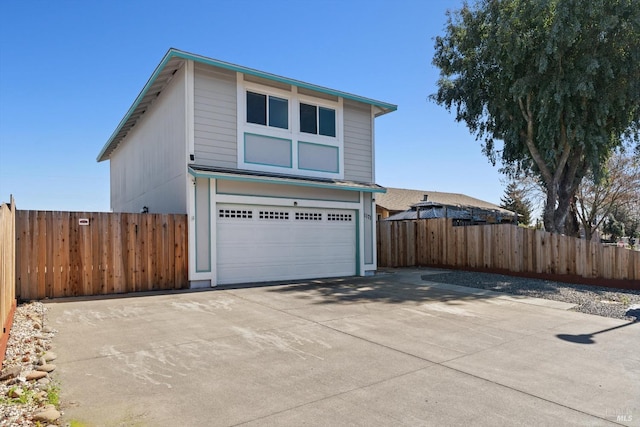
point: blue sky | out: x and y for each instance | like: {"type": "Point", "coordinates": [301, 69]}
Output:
{"type": "Point", "coordinates": [69, 71]}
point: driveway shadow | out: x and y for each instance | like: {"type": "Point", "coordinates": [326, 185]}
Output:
{"type": "Point", "coordinates": [385, 288]}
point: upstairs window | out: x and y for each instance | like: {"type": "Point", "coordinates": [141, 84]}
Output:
{"type": "Point", "coordinates": [317, 120]}
{"type": "Point", "coordinates": [267, 110]}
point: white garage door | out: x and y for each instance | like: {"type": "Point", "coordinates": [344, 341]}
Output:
{"type": "Point", "coordinates": [265, 243]}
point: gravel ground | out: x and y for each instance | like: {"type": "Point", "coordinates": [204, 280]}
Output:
{"type": "Point", "coordinates": [608, 302]}
{"type": "Point", "coordinates": [23, 401]}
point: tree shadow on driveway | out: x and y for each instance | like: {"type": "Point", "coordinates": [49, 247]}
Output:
{"type": "Point", "coordinates": [391, 288]}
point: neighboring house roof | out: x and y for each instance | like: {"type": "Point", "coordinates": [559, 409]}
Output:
{"type": "Point", "coordinates": [173, 60]}
{"type": "Point", "coordinates": [400, 199]}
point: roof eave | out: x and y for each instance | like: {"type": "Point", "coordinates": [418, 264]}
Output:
{"type": "Point", "coordinates": [107, 149]}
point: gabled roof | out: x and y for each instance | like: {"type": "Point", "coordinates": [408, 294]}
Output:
{"type": "Point", "coordinates": [400, 199]}
{"type": "Point", "coordinates": [174, 59]}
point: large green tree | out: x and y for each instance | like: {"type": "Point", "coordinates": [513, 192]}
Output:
{"type": "Point", "coordinates": [558, 81]}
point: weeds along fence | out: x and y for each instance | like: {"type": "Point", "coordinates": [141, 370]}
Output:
{"type": "Point", "coordinates": [504, 248]}
{"type": "Point", "coordinates": [60, 254]}
{"type": "Point", "coordinates": [7, 271]}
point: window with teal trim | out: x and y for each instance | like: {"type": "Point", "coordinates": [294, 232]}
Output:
{"type": "Point", "coordinates": [267, 110]}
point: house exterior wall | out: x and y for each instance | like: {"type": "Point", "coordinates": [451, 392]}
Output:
{"type": "Point", "coordinates": [358, 142]}
{"type": "Point", "coordinates": [215, 106]}
{"type": "Point", "coordinates": [219, 129]}
{"type": "Point", "coordinates": [148, 168]}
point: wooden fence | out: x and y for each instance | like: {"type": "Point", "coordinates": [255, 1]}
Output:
{"type": "Point", "coordinates": [7, 272]}
{"type": "Point", "coordinates": [504, 248]}
{"type": "Point", "coordinates": [61, 254]}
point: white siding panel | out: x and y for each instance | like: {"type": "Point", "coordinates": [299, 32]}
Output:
{"type": "Point", "coordinates": [148, 167]}
{"type": "Point", "coordinates": [358, 156]}
{"type": "Point", "coordinates": [215, 117]}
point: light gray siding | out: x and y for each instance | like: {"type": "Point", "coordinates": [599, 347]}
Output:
{"type": "Point", "coordinates": [148, 167]}
{"type": "Point", "coordinates": [358, 142]}
{"type": "Point", "coordinates": [215, 127]}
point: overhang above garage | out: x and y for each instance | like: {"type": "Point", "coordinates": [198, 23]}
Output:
{"type": "Point", "coordinates": [271, 178]}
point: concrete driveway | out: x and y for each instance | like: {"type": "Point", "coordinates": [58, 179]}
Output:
{"type": "Point", "coordinates": [393, 349]}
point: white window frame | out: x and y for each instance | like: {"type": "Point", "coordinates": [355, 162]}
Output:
{"type": "Point", "coordinates": [293, 133]}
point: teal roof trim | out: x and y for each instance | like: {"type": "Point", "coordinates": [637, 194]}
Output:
{"type": "Point", "coordinates": [172, 53]}
{"type": "Point", "coordinates": [302, 181]}
{"type": "Point", "coordinates": [280, 79]}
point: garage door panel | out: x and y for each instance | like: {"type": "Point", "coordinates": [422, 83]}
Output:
{"type": "Point", "coordinates": [275, 243]}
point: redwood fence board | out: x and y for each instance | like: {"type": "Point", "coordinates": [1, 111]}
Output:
{"type": "Point", "coordinates": [7, 271]}
{"type": "Point", "coordinates": [505, 248]}
{"type": "Point", "coordinates": [114, 253]}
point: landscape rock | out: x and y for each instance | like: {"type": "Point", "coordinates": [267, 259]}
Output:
{"type": "Point", "coordinates": [10, 372]}
{"type": "Point", "coordinates": [15, 393]}
{"type": "Point", "coordinates": [35, 375]}
{"type": "Point", "coordinates": [50, 355]}
{"type": "Point", "coordinates": [49, 415]}
{"type": "Point", "coordinates": [46, 368]}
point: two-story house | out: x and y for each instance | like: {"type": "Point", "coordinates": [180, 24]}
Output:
{"type": "Point", "coordinates": [275, 175]}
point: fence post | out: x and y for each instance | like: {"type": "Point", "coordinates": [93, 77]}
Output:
{"type": "Point", "coordinates": [8, 273]}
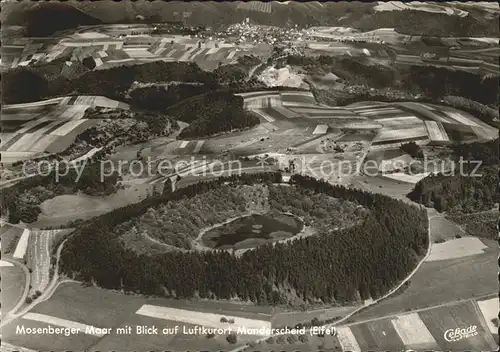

================================

» **AIM OF THE TASK**: Some lines contain the word "fence". Pull each one out of the listing.

» **ANSWER SPACE**:
point: weeds along fence | out: x and y for each instance | like: {"type": "Point", "coordinates": [141, 370]}
point: wooden fence | out: x and y for each instance | like: {"type": "Point", "coordinates": [255, 1]}
point: redwood fence board | out: x and y for each instance | like: {"type": "Point", "coordinates": [1, 111]}
point: fence post | out: x and y for each instance | like: {"type": "Point", "coordinates": [93, 77]}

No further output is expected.